◆ DO THIS
Count the lines in the records below that contain the string "leaf", treating uppercase and lowercase as different. Reply with the number only.

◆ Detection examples

• • •

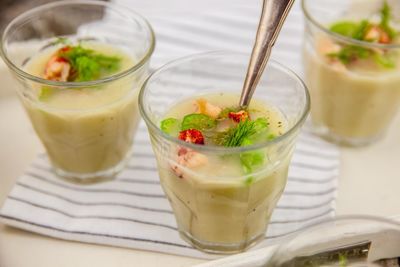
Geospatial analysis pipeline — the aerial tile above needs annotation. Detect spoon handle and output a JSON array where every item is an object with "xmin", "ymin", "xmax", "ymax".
[{"xmin": 239, "ymin": 0, "xmax": 294, "ymax": 107}]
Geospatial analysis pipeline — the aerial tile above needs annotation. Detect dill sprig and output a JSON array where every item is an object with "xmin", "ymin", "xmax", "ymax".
[
  {"xmin": 214, "ymin": 118, "xmax": 268, "ymax": 147},
  {"xmin": 215, "ymin": 120, "xmax": 255, "ymax": 147}
]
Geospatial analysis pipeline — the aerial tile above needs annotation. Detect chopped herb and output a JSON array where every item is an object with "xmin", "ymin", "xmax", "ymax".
[
  {"xmin": 59, "ymin": 45, "xmax": 121, "ymax": 82},
  {"xmin": 181, "ymin": 113, "xmax": 216, "ymax": 131},
  {"xmin": 352, "ymin": 20, "xmax": 371, "ymax": 40},
  {"xmin": 327, "ymin": 1, "xmax": 398, "ymax": 68},
  {"xmin": 160, "ymin": 118, "xmax": 180, "ymax": 135},
  {"xmin": 215, "ymin": 120, "xmax": 255, "ymax": 147},
  {"xmin": 379, "ymin": 1, "xmax": 398, "ymax": 39},
  {"xmin": 240, "ymin": 151, "xmax": 265, "ymax": 173},
  {"xmin": 214, "ymin": 118, "xmax": 269, "ymax": 147},
  {"xmin": 330, "ymin": 21, "xmax": 358, "ymax": 37}
]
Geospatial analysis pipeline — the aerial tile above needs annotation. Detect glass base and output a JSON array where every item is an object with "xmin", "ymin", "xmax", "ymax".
[
  {"xmin": 179, "ymin": 231, "xmax": 265, "ymax": 254},
  {"xmin": 312, "ymin": 125, "xmax": 382, "ymax": 147}
]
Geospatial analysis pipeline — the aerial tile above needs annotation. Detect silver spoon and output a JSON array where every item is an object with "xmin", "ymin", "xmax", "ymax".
[{"xmin": 239, "ymin": 0, "xmax": 294, "ymax": 108}]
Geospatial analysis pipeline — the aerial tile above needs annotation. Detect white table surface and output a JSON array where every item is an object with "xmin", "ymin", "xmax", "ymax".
[{"xmin": 0, "ymin": 62, "xmax": 400, "ymax": 267}]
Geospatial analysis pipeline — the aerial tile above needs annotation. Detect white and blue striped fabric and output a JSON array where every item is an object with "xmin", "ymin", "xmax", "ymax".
[{"xmin": 0, "ymin": 0, "xmax": 340, "ymax": 258}]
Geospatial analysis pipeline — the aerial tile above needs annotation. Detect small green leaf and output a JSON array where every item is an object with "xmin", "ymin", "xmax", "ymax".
[
  {"xmin": 379, "ymin": 1, "xmax": 398, "ymax": 39},
  {"xmin": 381, "ymin": 1, "xmax": 392, "ymax": 26},
  {"xmin": 38, "ymin": 86, "xmax": 55, "ymax": 101},
  {"xmin": 352, "ymin": 19, "xmax": 371, "ymax": 40},
  {"xmin": 240, "ymin": 151, "xmax": 265, "ymax": 173},
  {"xmin": 330, "ymin": 21, "xmax": 359, "ymax": 37},
  {"xmin": 181, "ymin": 113, "xmax": 216, "ymax": 131},
  {"xmin": 59, "ymin": 45, "xmax": 121, "ymax": 82},
  {"xmin": 160, "ymin": 118, "xmax": 180, "ymax": 135}
]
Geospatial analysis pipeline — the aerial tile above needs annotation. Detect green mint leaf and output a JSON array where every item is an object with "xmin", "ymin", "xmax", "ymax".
[
  {"xmin": 60, "ymin": 45, "xmax": 121, "ymax": 82},
  {"xmin": 38, "ymin": 86, "xmax": 55, "ymax": 101},
  {"xmin": 240, "ymin": 151, "xmax": 265, "ymax": 173},
  {"xmin": 380, "ymin": 1, "xmax": 391, "ymax": 27},
  {"xmin": 352, "ymin": 20, "xmax": 371, "ymax": 40},
  {"xmin": 239, "ymin": 139, "xmax": 265, "ymax": 185},
  {"xmin": 181, "ymin": 113, "xmax": 217, "ymax": 131},
  {"xmin": 160, "ymin": 118, "xmax": 180, "ymax": 135},
  {"xmin": 379, "ymin": 1, "xmax": 398, "ymax": 39},
  {"xmin": 329, "ymin": 21, "xmax": 359, "ymax": 37}
]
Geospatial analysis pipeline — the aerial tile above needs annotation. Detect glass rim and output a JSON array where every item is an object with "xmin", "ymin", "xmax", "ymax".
[
  {"xmin": 139, "ymin": 50, "xmax": 311, "ymax": 153},
  {"xmin": 0, "ymin": 0, "xmax": 156, "ymax": 88},
  {"xmin": 301, "ymin": 0, "xmax": 400, "ymax": 49}
]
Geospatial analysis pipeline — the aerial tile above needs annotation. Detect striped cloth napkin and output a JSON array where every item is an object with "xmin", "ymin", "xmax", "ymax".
[{"xmin": 0, "ymin": 0, "xmax": 339, "ymax": 258}]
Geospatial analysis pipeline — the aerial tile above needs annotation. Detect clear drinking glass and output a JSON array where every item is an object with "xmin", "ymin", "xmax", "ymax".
[
  {"xmin": 266, "ymin": 215, "xmax": 400, "ymax": 267},
  {"xmin": 302, "ymin": 0, "xmax": 400, "ymax": 146},
  {"xmin": 1, "ymin": 1, "xmax": 155, "ymax": 183},
  {"xmin": 139, "ymin": 52, "xmax": 310, "ymax": 253}
]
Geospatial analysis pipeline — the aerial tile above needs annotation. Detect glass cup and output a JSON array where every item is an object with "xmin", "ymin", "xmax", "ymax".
[
  {"xmin": 139, "ymin": 52, "xmax": 310, "ymax": 253},
  {"xmin": 302, "ymin": 0, "xmax": 400, "ymax": 146},
  {"xmin": 1, "ymin": 1, "xmax": 155, "ymax": 183},
  {"xmin": 265, "ymin": 215, "xmax": 400, "ymax": 267}
]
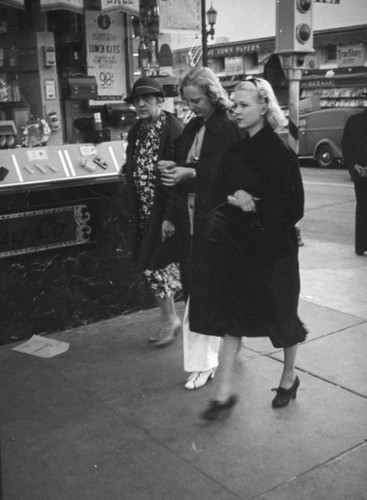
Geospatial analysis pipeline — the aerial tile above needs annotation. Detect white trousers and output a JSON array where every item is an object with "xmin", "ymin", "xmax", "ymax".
[{"xmin": 182, "ymin": 299, "xmax": 222, "ymax": 373}]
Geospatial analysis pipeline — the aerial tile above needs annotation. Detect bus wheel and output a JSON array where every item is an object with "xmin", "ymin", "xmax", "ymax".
[{"xmin": 316, "ymin": 144, "xmax": 336, "ymax": 168}]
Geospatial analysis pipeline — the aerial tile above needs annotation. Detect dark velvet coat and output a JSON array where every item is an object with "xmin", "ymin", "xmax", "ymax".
[
  {"xmin": 198, "ymin": 125, "xmax": 306, "ymax": 347},
  {"xmin": 168, "ymin": 110, "xmax": 240, "ymax": 315},
  {"xmin": 125, "ymin": 112, "xmax": 183, "ymax": 270}
]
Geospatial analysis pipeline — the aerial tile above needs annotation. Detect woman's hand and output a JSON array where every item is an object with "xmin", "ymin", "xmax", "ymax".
[
  {"xmin": 227, "ymin": 189, "xmax": 260, "ymax": 212},
  {"xmin": 162, "ymin": 220, "xmax": 175, "ymax": 243},
  {"xmin": 157, "ymin": 160, "xmax": 177, "ymax": 173},
  {"xmin": 161, "ymin": 165, "xmax": 196, "ymax": 187}
]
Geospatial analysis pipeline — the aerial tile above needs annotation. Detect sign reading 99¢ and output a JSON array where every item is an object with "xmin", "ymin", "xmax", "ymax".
[{"xmin": 85, "ymin": 11, "xmax": 126, "ymax": 105}]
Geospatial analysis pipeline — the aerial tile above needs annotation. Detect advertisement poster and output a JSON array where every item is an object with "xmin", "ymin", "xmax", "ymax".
[{"xmin": 85, "ymin": 10, "xmax": 126, "ymax": 106}]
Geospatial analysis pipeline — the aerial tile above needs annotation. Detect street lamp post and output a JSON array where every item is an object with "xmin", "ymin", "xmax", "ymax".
[{"xmin": 201, "ymin": 0, "xmax": 217, "ymax": 66}]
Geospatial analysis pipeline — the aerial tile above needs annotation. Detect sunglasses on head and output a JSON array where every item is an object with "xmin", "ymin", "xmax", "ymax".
[{"xmin": 244, "ymin": 76, "xmax": 260, "ymax": 89}]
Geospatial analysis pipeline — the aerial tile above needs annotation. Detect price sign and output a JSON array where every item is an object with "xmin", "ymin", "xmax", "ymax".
[{"xmin": 85, "ymin": 10, "xmax": 126, "ymax": 105}]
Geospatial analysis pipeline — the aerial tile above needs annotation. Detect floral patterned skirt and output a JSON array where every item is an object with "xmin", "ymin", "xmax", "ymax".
[{"xmin": 143, "ymin": 263, "xmax": 182, "ymax": 299}]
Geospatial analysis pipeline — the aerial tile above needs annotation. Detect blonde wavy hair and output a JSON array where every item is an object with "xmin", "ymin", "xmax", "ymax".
[
  {"xmin": 178, "ymin": 67, "xmax": 232, "ymax": 110},
  {"xmin": 234, "ymin": 77, "xmax": 288, "ymax": 131}
]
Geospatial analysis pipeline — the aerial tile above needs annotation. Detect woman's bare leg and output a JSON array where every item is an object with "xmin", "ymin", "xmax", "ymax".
[{"xmin": 279, "ymin": 344, "xmax": 297, "ymax": 389}]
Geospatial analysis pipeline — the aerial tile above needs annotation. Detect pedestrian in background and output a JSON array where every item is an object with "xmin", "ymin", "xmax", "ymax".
[
  {"xmin": 198, "ymin": 78, "xmax": 306, "ymax": 420},
  {"xmin": 159, "ymin": 68, "xmax": 240, "ymax": 390},
  {"xmin": 125, "ymin": 77, "xmax": 183, "ymax": 346},
  {"xmin": 342, "ymin": 110, "xmax": 367, "ymax": 255}
]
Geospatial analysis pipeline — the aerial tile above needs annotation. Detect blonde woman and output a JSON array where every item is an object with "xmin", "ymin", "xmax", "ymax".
[
  {"xmin": 159, "ymin": 68, "xmax": 240, "ymax": 390},
  {"xmin": 201, "ymin": 78, "xmax": 306, "ymax": 420}
]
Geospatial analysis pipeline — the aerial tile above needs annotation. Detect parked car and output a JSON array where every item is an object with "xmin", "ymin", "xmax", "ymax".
[{"xmin": 280, "ymin": 108, "xmax": 361, "ymax": 168}]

• • •

◆ OUTPUT OF THE EXERCISE
2